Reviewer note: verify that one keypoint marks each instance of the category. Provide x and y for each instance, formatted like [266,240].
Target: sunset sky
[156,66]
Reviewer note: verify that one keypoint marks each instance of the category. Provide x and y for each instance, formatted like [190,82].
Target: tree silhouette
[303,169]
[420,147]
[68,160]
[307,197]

***

__What the exercise asks__. Please return only the lines from the one that contains "Target: sunset sky" through the final line of the entries, each exactly as written.

__Answer__.
Target: sunset sky
[156,66]
Reviewer note: verify that one keypoint marks each instance of the category. Provide x and y for each instance, formatted like [190,82].
Target: tree silhouette
[303,169]
[420,147]
[68,160]
[307,197]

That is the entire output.